▶ 読む文章:
ホラーが盛り上がっているという体感は、近藤さんにもある。
「『ミッシング・チャイルド・ビデオテープ』の劇場用プログラムや入場者特典に小説を寄稿してくれた背筋さんや『行方不明展』など、媒体問わずホラージャンルが定期的に話題になり続けている。『次にどんな怖いものが出てくるんだろう』というムードも常にある。これは間違いなく『ブーム』というやつなんだろうと思ってます」
背景には、何があるか。近藤さんは「単純に、一巡しているのかなと思う」と話す。
「いちばん多感な小学生くらいのときに、いちばん盛り上がっていた2000年代のJホラーをリアルタイムで見ていた人たち。つまり『Jホラーネイティブ』である私たちの世代が、ようやく世の中に作品を出せる年齢になった。かつ2000年代のブームを担った清水崇さんや高橋洋さんを始めとする方々も現役でヒット作を出している。つまりすごく層が厚くなった状態で、新陳代謝もようやくできたのだと感じています」

▶ 保存された項目:
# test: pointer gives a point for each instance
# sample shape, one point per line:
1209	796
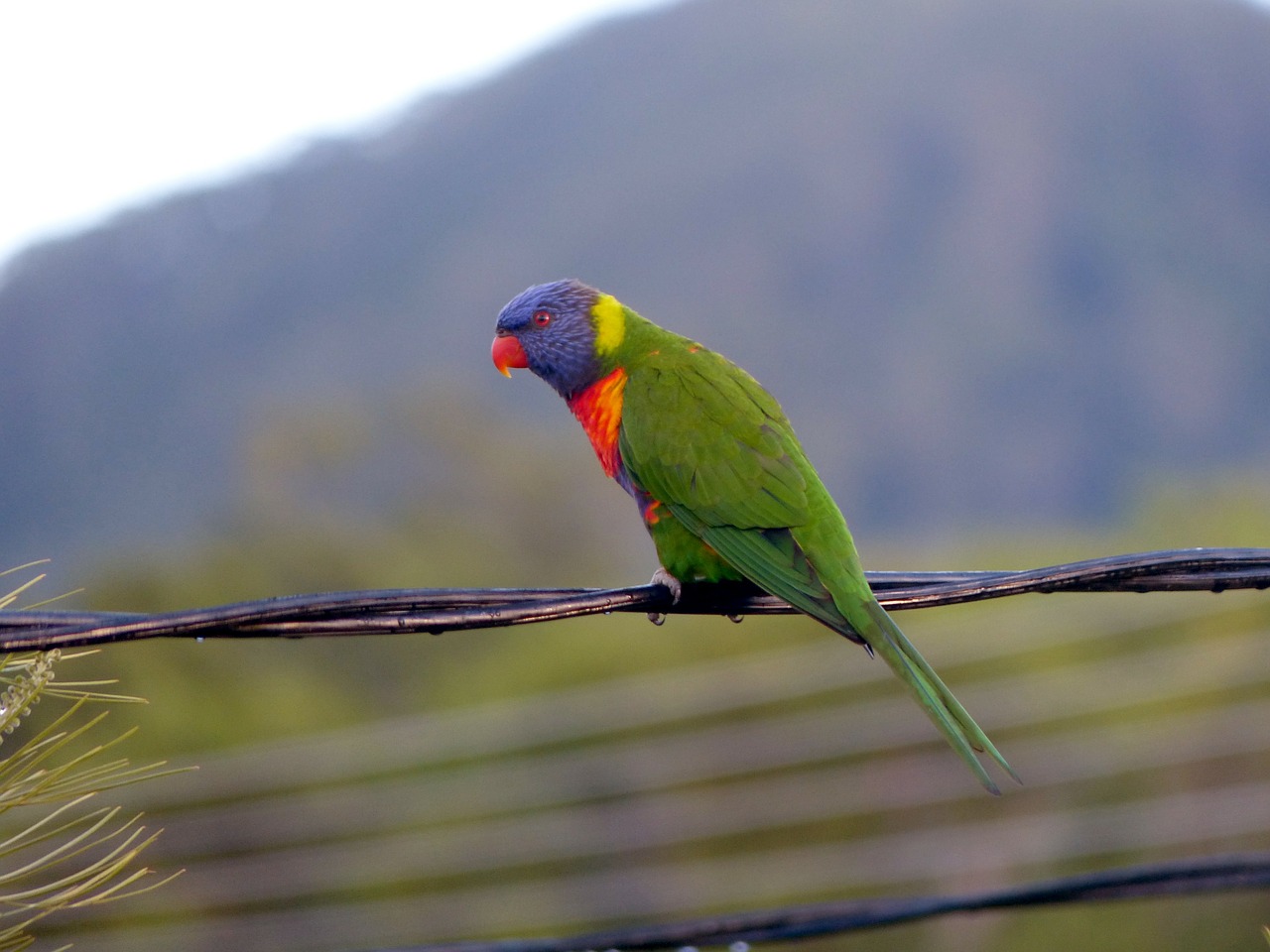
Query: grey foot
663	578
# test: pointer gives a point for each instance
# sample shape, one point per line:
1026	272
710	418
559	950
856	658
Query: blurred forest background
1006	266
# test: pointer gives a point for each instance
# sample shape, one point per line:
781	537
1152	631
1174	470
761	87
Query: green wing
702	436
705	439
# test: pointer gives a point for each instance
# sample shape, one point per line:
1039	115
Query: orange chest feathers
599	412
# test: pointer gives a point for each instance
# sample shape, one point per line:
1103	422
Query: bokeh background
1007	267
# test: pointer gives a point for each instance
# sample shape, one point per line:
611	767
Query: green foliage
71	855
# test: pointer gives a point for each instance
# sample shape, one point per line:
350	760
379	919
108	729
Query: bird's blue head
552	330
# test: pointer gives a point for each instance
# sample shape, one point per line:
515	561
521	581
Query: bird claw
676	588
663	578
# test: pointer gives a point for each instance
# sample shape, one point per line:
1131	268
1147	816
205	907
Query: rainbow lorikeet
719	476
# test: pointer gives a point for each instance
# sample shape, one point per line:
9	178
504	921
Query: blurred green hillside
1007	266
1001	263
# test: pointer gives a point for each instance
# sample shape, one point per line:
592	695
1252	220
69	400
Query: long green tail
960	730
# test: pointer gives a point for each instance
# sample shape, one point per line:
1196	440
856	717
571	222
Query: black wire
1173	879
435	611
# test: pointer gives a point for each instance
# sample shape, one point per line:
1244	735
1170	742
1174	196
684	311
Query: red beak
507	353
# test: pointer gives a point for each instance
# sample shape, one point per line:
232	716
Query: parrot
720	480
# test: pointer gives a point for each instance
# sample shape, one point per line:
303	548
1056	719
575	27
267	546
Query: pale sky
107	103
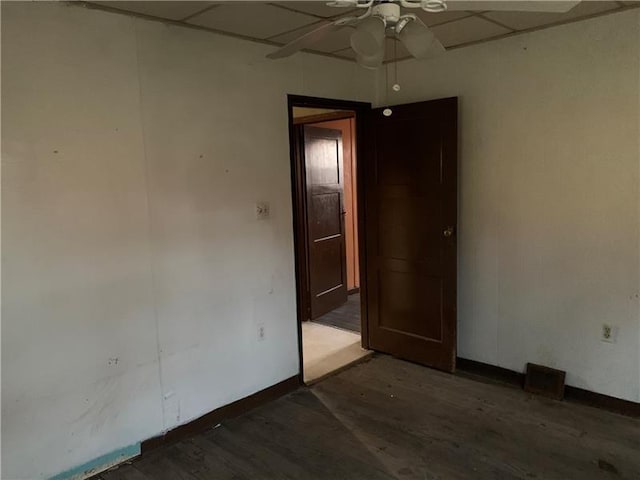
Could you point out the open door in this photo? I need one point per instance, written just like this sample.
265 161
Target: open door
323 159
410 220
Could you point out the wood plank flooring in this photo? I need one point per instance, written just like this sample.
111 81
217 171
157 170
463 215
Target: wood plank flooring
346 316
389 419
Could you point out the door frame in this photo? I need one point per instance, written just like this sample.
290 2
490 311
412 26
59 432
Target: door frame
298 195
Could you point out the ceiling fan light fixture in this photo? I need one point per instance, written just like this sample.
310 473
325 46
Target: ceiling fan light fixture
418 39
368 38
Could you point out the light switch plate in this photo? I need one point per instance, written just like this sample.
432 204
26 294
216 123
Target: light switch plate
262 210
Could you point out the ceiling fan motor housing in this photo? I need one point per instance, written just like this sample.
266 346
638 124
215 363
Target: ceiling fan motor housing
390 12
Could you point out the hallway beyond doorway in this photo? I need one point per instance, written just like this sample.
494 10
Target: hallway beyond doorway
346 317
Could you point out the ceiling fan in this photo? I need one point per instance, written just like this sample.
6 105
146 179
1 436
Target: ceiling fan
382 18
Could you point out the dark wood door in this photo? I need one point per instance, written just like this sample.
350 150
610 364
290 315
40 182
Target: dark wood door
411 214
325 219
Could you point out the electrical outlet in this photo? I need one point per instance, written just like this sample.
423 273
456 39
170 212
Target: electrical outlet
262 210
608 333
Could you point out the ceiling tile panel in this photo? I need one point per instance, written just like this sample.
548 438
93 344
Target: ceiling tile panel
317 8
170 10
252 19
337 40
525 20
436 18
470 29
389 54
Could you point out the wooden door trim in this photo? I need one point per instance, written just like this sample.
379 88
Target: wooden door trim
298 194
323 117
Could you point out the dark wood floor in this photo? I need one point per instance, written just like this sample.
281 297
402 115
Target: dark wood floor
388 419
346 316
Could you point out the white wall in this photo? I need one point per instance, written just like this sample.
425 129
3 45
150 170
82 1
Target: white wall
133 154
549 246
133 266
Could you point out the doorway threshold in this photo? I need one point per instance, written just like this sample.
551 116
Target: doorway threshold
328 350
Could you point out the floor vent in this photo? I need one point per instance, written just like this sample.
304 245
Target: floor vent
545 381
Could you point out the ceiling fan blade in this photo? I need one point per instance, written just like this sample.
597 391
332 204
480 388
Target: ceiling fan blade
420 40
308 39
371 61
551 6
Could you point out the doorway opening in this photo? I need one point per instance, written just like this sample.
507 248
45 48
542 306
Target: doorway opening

▶ 取り組む課題: 上にあるホラーブームについての文章を、最後の文のあとから書き続けてください。

▶ 書いた答え:
ついに制作の第一線に出てきたJホラーネイティブ世代。2000年代と違うのは「その全員が映画の世界に来ているわけではない」ということだと、近藤さんは指摘する。
「小説をやっている人もいれば、ウェブ、テレビ、YouTubeなど活躍の場はさまざま。お互いの作品の良いところを認め合い、フィードバックしたりされたりしている。そんな形の層の厚さを獲得できているところは、以前のJホラーブームと大きく異なる点です。生まれたときからJホラーがあった世代の人たちがJホラーを作ることで、ようやくホラーブームをもう一度作れている。そんな状況ではないかと思います」
(編集部・小長光哲郎)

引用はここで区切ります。